Data provided:
┏━━
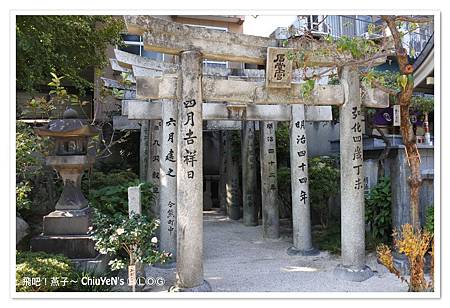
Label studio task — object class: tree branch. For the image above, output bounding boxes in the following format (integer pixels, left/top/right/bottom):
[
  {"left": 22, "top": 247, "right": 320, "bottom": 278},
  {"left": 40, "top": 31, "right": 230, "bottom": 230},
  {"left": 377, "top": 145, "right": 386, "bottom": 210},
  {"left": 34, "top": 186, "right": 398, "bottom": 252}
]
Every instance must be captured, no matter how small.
[{"left": 394, "top": 15, "right": 434, "bottom": 24}]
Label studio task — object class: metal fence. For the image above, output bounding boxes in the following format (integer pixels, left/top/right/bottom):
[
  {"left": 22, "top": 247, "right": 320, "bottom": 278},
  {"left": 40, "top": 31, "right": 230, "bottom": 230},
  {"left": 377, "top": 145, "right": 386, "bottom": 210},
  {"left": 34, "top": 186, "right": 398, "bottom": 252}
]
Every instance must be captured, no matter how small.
[{"left": 293, "top": 15, "right": 434, "bottom": 59}]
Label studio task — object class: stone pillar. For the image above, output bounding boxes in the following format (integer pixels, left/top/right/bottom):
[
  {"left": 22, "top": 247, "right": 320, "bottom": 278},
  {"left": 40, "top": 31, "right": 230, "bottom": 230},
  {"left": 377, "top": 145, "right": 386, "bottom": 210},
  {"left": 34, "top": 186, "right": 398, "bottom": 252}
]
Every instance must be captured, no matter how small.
[
  {"left": 219, "top": 131, "right": 227, "bottom": 214},
  {"left": 147, "top": 120, "right": 162, "bottom": 218},
  {"left": 225, "top": 131, "right": 241, "bottom": 220},
  {"left": 242, "top": 121, "right": 258, "bottom": 226},
  {"left": 175, "top": 51, "right": 211, "bottom": 291},
  {"left": 335, "top": 67, "right": 373, "bottom": 281},
  {"left": 139, "top": 120, "right": 150, "bottom": 182},
  {"left": 203, "top": 177, "right": 212, "bottom": 211},
  {"left": 287, "top": 105, "right": 319, "bottom": 256},
  {"left": 159, "top": 100, "right": 179, "bottom": 266},
  {"left": 259, "top": 121, "right": 280, "bottom": 239}
]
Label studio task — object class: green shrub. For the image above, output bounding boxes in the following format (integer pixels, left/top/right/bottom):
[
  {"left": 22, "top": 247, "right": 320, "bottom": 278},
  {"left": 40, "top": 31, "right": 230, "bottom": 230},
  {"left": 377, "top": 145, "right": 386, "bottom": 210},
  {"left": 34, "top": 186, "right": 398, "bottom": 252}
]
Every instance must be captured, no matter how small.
[
  {"left": 16, "top": 251, "right": 74, "bottom": 292},
  {"left": 365, "top": 177, "right": 392, "bottom": 242},
  {"left": 93, "top": 212, "right": 170, "bottom": 270},
  {"left": 81, "top": 169, "right": 139, "bottom": 196},
  {"left": 277, "top": 167, "right": 292, "bottom": 217}
]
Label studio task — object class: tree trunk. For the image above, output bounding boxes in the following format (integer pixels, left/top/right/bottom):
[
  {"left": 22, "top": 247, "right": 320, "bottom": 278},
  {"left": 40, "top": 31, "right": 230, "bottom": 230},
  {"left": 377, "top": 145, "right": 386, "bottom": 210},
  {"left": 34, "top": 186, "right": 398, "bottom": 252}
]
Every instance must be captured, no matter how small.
[{"left": 382, "top": 16, "right": 422, "bottom": 230}]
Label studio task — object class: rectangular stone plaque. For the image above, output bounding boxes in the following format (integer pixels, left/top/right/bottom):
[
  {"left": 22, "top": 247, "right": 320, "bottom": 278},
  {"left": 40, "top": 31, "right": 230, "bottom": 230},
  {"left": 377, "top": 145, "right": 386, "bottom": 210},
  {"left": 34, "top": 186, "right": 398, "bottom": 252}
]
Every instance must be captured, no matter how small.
[{"left": 266, "top": 47, "right": 293, "bottom": 89}]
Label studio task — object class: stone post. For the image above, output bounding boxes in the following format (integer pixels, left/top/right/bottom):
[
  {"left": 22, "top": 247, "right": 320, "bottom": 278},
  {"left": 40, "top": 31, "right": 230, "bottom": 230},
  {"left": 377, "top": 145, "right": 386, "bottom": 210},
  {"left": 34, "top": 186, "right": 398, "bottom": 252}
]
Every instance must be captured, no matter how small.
[
  {"left": 242, "top": 121, "right": 258, "bottom": 226},
  {"left": 219, "top": 131, "right": 227, "bottom": 214},
  {"left": 335, "top": 67, "right": 373, "bottom": 281},
  {"left": 139, "top": 120, "right": 150, "bottom": 181},
  {"left": 128, "top": 186, "right": 142, "bottom": 218},
  {"left": 176, "top": 51, "right": 211, "bottom": 291},
  {"left": 147, "top": 120, "right": 162, "bottom": 218},
  {"left": 159, "top": 100, "right": 179, "bottom": 266},
  {"left": 259, "top": 121, "right": 280, "bottom": 239},
  {"left": 287, "top": 105, "right": 319, "bottom": 256},
  {"left": 225, "top": 131, "right": 241, "bottom": 220},
  {"left": 128, "top": 185, "right": 145, "bottom": 292}
]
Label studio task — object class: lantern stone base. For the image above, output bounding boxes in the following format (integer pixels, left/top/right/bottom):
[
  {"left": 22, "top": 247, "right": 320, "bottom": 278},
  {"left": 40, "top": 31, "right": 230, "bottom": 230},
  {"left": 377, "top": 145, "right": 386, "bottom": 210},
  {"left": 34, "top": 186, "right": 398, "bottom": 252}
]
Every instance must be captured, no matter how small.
[
  {"left": 31, "top": 207, "right": 98, "bottom": 259},
  {"left": 286, "top": 246, "right": 320, "bottom": 256},
  {"left": 334, "top": 264, "right": 373, "bottom": 282},
  {"left": 43, "top": 207, "right": 91, "bottom": 235},
  {"left": 31, "top": 235, "right": 98, "bottom": 259}
]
┗━━
Reproduce every item above word for word, omitting the picture.

Label studio task — object class: tree branch. For the image above, output bounding boxes in the following format (integer pixels, left/top/right/bottom):
[
  {"left": 22, "top": 247, "right": 320, "bottom": 278},
  {"left": 40, "top": 31, "right": 230, "bottom": 230},
  {"left": 377, "top": 145, "right": 386, "bottom": 210},
  {"left": 34, "top": 186, "right": 398, "bottom": 252}
]
Every instance must be captured, no matter how small.
[{"left": 394, "top": 15, "right": 434, "bottom": 24}]
Label studio task — object class: metal fence. For the image above, output bounding boxes in the following format (integer pixels, left/top/right/bottom):
[
  {"left": 22, "top": 247, "right": 320, "bottom": 278},
  {"left": 40, "top": 31, "right": 230, "bottom": 230},
  {"left": 377, "top": 145, "right": 386, "bottom": 210},
  {"left": 34, "top": 186, "right": 398, "bottom": 252}
]
Every instance must be captured, no matter how small.
[{"left": 293, "top": 15, "right": 434, "bottom": 59}]
Label studio task — object class: stone pillar. For the image above, output bounding boxes in the following format (integer pixels, left/top/right/bottom):
[
  {"left": 22, "top": 247, "right": 320, "bottom": 278},
  {"left": 40, "top": 31, "right": 230, "bottom": 230},
  {"left": 377, "top": 145, "right": 386, "bottom": 210},
  {"left": 34, "top": 186, "right": 398, "bottom": 252}
]
Every instance must be captured, no matter how small.
[
  {"left": 219, "top": 131, "right": 227, "bottom": 214},
  {"left": 147, "top": 120, "right": 162, "bottom": 218},
  {"left": 225, "top": 131, "right": 241, "bottom": 220},
  {"left": 242, "top": 121, "right": 258, "bottom": 226},
  {"left": 175, "top": 51, "right": 211, "bottom": 291},
  {"left": 335, "top": 67, "right": 373, "bottom": 281},
  {"left": 139, "top": 120, "right": 150, "bottom": 182},
  {"left": 203, "top": 177, "right": 212, "bottom": 211},
  {"left": 287, "top": 105, "right": 319, "bottom": 256},
  {"left": 159, "top": 100, "right": 179, "bottom": 266},
  {"left": 259, "top": 121, "right": 280, "bottom": 239}
]
Label studio task — object class: green shrub. For the image above, output bounding boxes in the following format (integer pixels, left/top/right/bottom):
[
  {"left": 22, "top": 247, "right": 320, "bottom": 278},
  {"left": 40, "top": 31, "right": 230, "bottom": 230},
  {"left": 377, "top": 145, "right": 386, "bottom": 210},
  {"left": 34, "top": 186, "right": 398, "bottom": 252}
]
Every instance must be captured, no matter how small.
[
  {"left": 16, "top": 251, "right": 74, "bottom": 292},
  {"left": 365, "top": 177, "right": 392, "bottom": 242},
  {"left": 93, "top": 212, "right": 170, "bottom": 270},
  {"left": 81, "top": 169, "right": 139, "bottom": 196},
  {"left": 277, "top": 167, "right": 292, "bottom": 217}
]
Label studio task — object class: tree trunk. For the image above, output bounding boxes in the following format (integer pixels, left/top/right/bottom):
[
  {"left": 22, "top": 247, "right": 320, "bottom": 278},
  {"left": 40, "top": 31, "right": 230, "bottom": 230},
  {"left": 377, "top": 145, "right": 386, "bottom": 210},
  {"left": 34, "top": 186, "right": 398, "bottom": 252}
]
Every instance must be captured, no matter how small.
[{"left": 382, "top": 16, "right": 422, "bottom": 230}]
Label studio task — object class: rectangular stone plaque. For the image above, output bounding boxes in the following format (integer pixels, left/top/right/bottom):
[
  {"left": 22, "top": 247, "right": 320, "bottom": 278},
  {"left": 40, "top": 31, "right": 230, "bottom": 230},
  {"left": 377, "top": 145, "right": 386, "bottom": 210},
  {"left": 34, "top": 186, "right": 398, "bottom": 252}
]
Every instance must be captured, no matter how small.
[{"left": 266, "top": 47, "right": 293, "bottom": 89}]
Label studio task — object class: stone post. For the image above, output bounding boxes in the following format (integer pixels, left/top/right/bottom):
[
  {"left": 22, "top": 247, "right": 320, "bottom": 278},
  {"left": 40, "top": 31, "right": 230, "bottom": 230},
  {"left": 377, "top": 145, "right": 386, "bottom": 210},
  {"left": 34, "top": 186, "right": 398, "bottom": 252}
]
Every instance must be captured, no matter how small.
[
  {"left": 242, "top": 121, "right": 258, "bottom": 226},
  {"left": 219, "top": 131, "right": 227, "bottom": 214},
  {"left": 335, "top": 67, "right": 373, "bottom": 281},
  {"left": 139, "top": 120, "right": 150, "bottom": 181},
  {"left": 128, "top": 186, "right": 142, "bottom": 218},
  {"left": 176, "top": 51, "right": 211, "bottom": 291},
  {"left": 147, "top": 120, "right": 162, "bottom": 218},
  {"left": 159, "top": 100, "right": 179, "bottom": 266},
  {"left": 259, "top": 121, "right": 280, "bottom": 239},
  {"left": 287, "top": 105, "right": 319, "bottom": 256},
  {"left": 225, "top": 131, "right": 241, "bottom": 220},
  {"left": 128, "top": 185, "right": 145, "bottom": 292}
]
Label studio task — object class: lantern stone base. For the image above, output bounding boxes in the following format (integer pixels, left/top/right/bottom):
[
  {"left": 22, "top": 247, "right": 320, "bottom": 278},
  {"left": 40, "top": 31, "right": 230, "bottom": 230},
  {"left": 377, "top": 145, "right": 386, "bottom": 210},
  {"left": 34, "top": 186, "right": 398, "bottom": 252}
]
Every instance must be captured, no matter how small.
[
  {"left": 31, "top": 207, "right": 98, "bottom": 259},
  {"left": 286, "top": 246, "right": 320, "bottom": 256},
  {"left": 334, "top": 264, "right": 373, "bottom": 282},
  {"left": 43, "top": 207, "right": 91, "bottom": 235},
  {"left": 31, "top": 235, "right": 98, "bottom": 259}
]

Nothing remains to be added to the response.